• **What the exercise asks**
Reproduce every line in full, from the line containing "QA review pass — verify and re-annotate all instances of chin" through the line containing "[[305, 230, 350, 246]]", both included, offsetting each bounding-box coordinate in the answers by 130. Leave all other text in that data unchanged.

___ Records to process ___

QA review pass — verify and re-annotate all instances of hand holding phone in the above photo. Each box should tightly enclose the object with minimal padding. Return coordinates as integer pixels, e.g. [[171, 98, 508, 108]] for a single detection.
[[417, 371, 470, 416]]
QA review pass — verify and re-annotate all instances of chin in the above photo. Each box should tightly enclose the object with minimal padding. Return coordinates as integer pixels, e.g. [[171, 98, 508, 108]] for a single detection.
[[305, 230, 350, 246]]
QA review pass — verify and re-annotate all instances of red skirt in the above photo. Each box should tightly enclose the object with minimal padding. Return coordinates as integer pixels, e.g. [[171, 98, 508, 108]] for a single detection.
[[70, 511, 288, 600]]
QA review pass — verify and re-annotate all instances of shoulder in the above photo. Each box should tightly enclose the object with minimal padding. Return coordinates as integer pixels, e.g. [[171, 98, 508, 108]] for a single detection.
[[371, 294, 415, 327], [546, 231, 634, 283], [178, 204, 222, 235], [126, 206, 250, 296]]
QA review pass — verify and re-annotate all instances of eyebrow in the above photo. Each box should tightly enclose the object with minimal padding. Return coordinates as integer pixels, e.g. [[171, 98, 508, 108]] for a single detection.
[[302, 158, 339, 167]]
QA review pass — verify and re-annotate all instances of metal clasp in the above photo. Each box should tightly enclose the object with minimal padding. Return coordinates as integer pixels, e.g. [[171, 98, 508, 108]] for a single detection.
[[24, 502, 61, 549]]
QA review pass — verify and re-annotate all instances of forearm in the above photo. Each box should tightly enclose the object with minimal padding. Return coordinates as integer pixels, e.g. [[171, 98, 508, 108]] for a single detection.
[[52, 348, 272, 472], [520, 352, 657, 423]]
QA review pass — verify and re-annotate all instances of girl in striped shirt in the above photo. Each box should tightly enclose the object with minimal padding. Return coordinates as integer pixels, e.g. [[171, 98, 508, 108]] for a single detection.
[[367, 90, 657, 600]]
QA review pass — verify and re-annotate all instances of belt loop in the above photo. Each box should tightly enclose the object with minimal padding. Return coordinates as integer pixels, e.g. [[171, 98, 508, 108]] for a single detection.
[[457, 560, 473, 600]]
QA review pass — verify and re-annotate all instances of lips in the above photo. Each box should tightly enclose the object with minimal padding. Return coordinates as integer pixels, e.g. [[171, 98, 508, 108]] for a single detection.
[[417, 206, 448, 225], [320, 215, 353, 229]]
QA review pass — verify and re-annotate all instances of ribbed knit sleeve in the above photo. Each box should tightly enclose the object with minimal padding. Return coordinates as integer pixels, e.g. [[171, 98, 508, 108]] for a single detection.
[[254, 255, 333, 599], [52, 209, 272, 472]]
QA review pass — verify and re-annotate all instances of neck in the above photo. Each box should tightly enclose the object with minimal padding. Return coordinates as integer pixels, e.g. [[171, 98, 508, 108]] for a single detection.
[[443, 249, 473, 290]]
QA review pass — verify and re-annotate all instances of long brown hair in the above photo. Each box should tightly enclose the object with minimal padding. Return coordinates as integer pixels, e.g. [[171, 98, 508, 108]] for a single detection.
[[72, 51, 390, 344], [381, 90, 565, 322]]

___
___ Records to process ___

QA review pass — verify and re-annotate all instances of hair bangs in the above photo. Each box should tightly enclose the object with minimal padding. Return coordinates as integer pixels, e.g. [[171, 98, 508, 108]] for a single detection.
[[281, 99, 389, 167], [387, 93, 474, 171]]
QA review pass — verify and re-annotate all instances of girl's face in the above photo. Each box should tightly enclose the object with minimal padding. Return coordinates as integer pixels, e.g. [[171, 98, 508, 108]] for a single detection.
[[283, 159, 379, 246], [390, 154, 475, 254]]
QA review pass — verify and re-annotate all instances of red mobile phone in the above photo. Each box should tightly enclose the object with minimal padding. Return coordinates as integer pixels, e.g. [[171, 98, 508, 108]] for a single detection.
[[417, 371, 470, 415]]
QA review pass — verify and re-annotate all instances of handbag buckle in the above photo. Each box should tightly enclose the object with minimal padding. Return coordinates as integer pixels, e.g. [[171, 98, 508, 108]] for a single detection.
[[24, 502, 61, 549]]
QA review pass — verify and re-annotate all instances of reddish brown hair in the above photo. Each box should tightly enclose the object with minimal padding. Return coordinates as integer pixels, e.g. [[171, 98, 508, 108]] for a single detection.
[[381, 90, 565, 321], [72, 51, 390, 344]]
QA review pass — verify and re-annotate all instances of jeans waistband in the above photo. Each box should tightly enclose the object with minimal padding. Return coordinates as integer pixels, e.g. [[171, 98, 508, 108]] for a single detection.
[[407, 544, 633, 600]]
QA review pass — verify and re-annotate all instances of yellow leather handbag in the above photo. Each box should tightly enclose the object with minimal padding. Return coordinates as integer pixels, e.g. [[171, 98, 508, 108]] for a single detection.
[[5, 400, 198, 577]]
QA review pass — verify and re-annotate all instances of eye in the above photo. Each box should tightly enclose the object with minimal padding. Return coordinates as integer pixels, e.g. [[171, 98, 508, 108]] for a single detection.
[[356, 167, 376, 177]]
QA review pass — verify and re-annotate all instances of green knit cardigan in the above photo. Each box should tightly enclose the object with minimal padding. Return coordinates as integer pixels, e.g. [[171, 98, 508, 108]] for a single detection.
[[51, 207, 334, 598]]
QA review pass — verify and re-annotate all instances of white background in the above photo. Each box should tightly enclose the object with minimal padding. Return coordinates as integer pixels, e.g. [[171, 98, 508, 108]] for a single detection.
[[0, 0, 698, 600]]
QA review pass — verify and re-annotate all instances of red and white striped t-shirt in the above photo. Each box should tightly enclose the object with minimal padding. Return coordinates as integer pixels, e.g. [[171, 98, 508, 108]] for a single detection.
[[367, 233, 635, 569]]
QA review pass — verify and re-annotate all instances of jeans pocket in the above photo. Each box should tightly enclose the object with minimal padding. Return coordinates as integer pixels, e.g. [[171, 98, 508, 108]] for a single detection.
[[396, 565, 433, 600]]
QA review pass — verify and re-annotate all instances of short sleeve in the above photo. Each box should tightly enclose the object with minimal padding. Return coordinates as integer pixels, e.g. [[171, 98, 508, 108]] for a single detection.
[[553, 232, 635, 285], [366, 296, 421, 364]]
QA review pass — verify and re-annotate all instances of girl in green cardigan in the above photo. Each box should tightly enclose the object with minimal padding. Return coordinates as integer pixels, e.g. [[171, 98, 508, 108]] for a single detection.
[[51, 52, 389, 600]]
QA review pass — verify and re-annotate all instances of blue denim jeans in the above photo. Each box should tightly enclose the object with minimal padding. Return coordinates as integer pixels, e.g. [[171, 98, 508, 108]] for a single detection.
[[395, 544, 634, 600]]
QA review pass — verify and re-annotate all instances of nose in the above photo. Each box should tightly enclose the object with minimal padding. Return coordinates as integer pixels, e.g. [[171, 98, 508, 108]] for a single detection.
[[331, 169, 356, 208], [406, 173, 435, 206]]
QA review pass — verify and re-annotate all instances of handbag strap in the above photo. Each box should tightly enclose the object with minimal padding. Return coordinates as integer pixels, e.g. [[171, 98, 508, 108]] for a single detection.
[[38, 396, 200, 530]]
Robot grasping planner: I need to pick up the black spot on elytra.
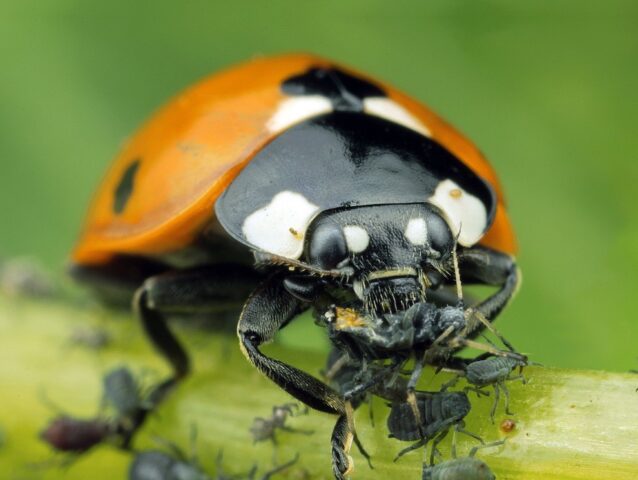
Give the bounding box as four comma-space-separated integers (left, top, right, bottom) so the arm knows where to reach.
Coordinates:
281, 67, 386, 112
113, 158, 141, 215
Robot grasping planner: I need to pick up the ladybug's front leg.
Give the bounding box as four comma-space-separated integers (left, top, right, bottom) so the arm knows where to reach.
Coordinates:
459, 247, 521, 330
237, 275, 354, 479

___

• **Reply to the exercise**
QA review pass — verify and re-annotate all instances of chin in the above photo. Each box should tightly enclose the object with minimal padding. Return coordinates as integer pixels, e.g. [[171, 98, 508, 108]] for a single detection.
[[435, 360, 480, 376]]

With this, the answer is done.